** begin Records for this task **

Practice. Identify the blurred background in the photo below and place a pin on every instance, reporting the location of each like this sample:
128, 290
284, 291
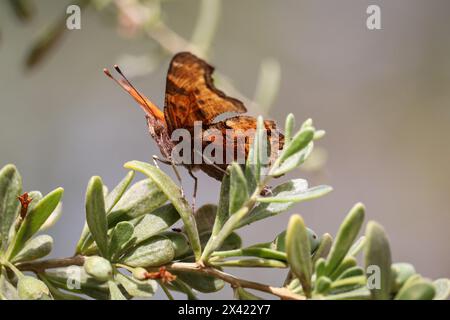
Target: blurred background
382, 96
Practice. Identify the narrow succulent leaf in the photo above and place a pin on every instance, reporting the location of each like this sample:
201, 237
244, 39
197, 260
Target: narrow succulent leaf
347, 263
99, 268
238, 189
7, 290
347, 233
242, 294
34, 220
223, 208
53, 218
173, 193
288, 197
358, 294
377, 255
357, 247
179, 241
30, 288
35, 248
293, 161
200, 282
155, 222
319, 267
10, 189
76, 280
265, 210
141, 198
326, 241
205, 217
289, 128
323, 284
114, 291
120, 236
299, 252
156, 251
114, 196
58, 294
137, 288
442, 287
96, 214
299, 141
422, 290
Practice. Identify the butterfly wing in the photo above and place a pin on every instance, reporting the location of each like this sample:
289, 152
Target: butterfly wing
191, 95
237, 135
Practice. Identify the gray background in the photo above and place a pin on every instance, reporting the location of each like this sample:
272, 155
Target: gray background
382, 96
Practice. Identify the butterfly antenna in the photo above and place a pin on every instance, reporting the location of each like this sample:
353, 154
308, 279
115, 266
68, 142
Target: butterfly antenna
128, 86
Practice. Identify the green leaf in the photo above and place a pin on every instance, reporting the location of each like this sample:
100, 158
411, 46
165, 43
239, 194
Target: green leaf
299, 252
35, 248
96, 214
347, 263
224, 204
7, 290
347, 233
120, 236
264, 210
156, 222
173, 193
75, 279
114, 291
205, 217
442, 287
238, 188
358, 294
156, 251
53, 218
179, 241
357, 247
114, 196
242, 294
293, 161
289, 128
34, 220
10, 189
250, 263
299, 196
99, 268
143, 197
326, 241
30, 288
421, 290
301, 139
377, 253
323, 285
200, 282
137, 288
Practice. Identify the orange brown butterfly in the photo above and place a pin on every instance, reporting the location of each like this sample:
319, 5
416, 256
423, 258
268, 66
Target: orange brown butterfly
191, 97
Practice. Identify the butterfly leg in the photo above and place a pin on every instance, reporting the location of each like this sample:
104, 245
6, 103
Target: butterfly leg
195, 189
173, 165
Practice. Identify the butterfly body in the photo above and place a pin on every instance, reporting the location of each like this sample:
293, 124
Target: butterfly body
191, 99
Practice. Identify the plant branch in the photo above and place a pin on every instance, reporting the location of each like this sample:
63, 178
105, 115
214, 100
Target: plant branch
235, 282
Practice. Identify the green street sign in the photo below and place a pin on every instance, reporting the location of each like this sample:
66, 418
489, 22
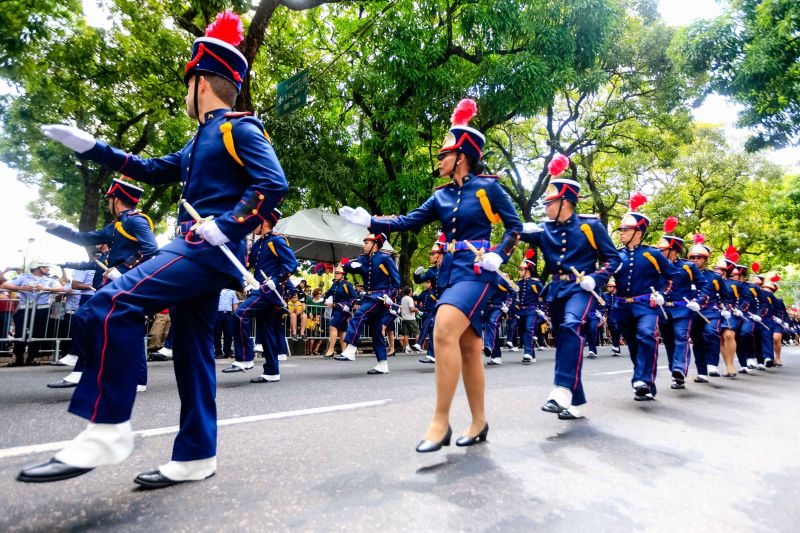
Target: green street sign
293, 93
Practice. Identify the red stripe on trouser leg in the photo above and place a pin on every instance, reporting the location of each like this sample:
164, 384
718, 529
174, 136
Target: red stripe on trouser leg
105, 334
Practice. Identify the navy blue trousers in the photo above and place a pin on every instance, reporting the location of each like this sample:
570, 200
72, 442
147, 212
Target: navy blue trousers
568, 315
111, 326
641, 336
372, 312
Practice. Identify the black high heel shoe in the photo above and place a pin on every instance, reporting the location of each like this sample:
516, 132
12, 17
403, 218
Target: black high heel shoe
469, 441
426, 446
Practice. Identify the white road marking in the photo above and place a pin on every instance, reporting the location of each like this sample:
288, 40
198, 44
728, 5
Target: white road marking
629, 371
51, 446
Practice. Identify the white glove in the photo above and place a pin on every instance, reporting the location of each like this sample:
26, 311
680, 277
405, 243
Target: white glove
588, 283
73, 138
211, 233
531, 227
491, 262
47, 224
358, 216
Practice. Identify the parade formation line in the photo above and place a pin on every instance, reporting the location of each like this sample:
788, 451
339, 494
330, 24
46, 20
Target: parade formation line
50, 446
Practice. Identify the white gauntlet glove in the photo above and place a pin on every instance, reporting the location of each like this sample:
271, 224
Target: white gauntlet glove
47, 224
491, 262
73, 138
588, 283
358, 216
211, 233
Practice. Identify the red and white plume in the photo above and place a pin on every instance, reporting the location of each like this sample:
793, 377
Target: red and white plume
637, 201
227, 27
464, 111
670, 224
557, 165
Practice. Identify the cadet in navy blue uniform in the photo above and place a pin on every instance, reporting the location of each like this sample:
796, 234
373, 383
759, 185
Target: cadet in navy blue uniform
228, 171
570, 241
466, 207
641, 275
270, 256
528, 297
718, 306
130, 241
428, 304
498, 306
613, 328
340, 299
381, 281
681, 306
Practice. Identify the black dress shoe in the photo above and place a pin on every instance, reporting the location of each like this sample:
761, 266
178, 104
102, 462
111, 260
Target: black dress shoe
51, 470
154, 480
62, 384
262, 379
465, 440
426, 446
551, 406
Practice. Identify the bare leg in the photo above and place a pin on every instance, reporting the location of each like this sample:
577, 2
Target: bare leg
728, 349
450, 325
474, 379
777, 344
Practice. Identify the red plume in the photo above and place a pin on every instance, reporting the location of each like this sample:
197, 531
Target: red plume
226, 27
465, 110
637, 201
558, 164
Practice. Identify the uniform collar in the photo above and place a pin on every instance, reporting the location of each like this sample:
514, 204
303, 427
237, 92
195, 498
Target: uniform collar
216, 113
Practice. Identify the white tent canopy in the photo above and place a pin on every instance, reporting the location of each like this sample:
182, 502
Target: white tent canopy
320, 235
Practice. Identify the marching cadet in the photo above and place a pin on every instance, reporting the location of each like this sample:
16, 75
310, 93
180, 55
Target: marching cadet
430, 275
340, 299
228, 171
498, 306
643, 273
681, 304
748, 302
528, 297
130, 241
720, 300
381, 281
779, 317
763, 333
466, 207
613, 327
427, 305
579, 254
273, 262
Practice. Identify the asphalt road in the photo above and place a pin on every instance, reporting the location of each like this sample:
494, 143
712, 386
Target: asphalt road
331, 448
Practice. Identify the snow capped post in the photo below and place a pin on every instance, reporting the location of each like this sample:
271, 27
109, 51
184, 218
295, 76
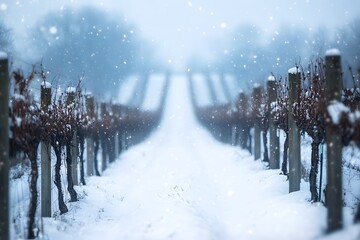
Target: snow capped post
71, 94
294, 133
90, 109
117, 111
333, 143
274, 162
111, 138
45, 147
243, 109
256, 99
103, 134
4, 147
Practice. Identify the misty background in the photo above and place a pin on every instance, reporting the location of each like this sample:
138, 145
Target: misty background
104, 42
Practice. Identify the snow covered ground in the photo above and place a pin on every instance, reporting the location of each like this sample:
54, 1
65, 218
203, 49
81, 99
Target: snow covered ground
182, 184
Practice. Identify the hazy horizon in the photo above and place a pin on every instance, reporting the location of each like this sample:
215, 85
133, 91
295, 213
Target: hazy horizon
184, 29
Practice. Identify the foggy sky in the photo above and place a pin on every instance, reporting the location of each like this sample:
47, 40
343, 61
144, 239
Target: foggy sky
182, 28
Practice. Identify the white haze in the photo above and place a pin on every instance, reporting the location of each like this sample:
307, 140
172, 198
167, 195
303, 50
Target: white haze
181, 29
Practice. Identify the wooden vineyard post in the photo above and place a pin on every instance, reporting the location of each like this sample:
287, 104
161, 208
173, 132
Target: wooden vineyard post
333, 144
256, 101
45, 156
4, 147
90, 109
111, 138
71, 92
103, 136
294, 133
116, 113
274, 139
243, 107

** end Records for this task **

§ What to do
Starting at the line that contains "Practice. Identify the asphalt", write out every line through the end of the entries, both ends included, without any pictures.

§ Solution to this task
Practice. Identify the asphalt road in the photo above and place a pin on every instance, reporting the location of each like this sample:
494, 143
712, 386
Target: asphalt road
331, 448
Practice. Identify the snow capped post in the photo below and place a pin on every instance, reporting the location of each like this sample:
271, 27
109, 51
184, 218
295, 76
Target: snow capped post
71, 94
294, 133
90, 109
117, 111
333, 143
274, 162
111, 138
45, 147
243, 109
256, 99
103, 134
4, 147
Practice. Identify the misty background in the photo above and place a pin on every instance, reporting the location of each like this sample:
138, 145
Target: misty background
104, 42
Practice. Identify the snow covered ground in the photo above and place a pin on every instance, reporting the location of each like this sample:
54, 1
65, 218
203, 49
81, 99
Target: snow covered ground
182, 184
Practice. Identify the hazy horizon in the photo above and place a pin on every instance, reporting the location of each like this sample:
215, 85
133, 91
295, 213
Target: hazy horizon
184, 29
Practice. Identify the foggy sky in the photo above and place a pin on every instance, reporting the location of each like this sample:
47, 40
343, 61
144, 239
Target: foggy sky
182, 28
Practice. Identify the white haze in the photo above and place a pin on every instance, reporting the location of each like this sample:
307, 140
172, 198
167, 195
303, 50
Target: white haze
181, 29
Practice. Identify the wooden vineyard post in the photo above and place a pin on every instance, reporting the location of each like this sample:
287, 104
161, 208
173, 132
Target: wooden vineyard post
333, 144
256, 101
45, 156
4, 147
90, 109
111, 138
71, 92
103, 136
294, 133
116, 113
274, 139
243, 107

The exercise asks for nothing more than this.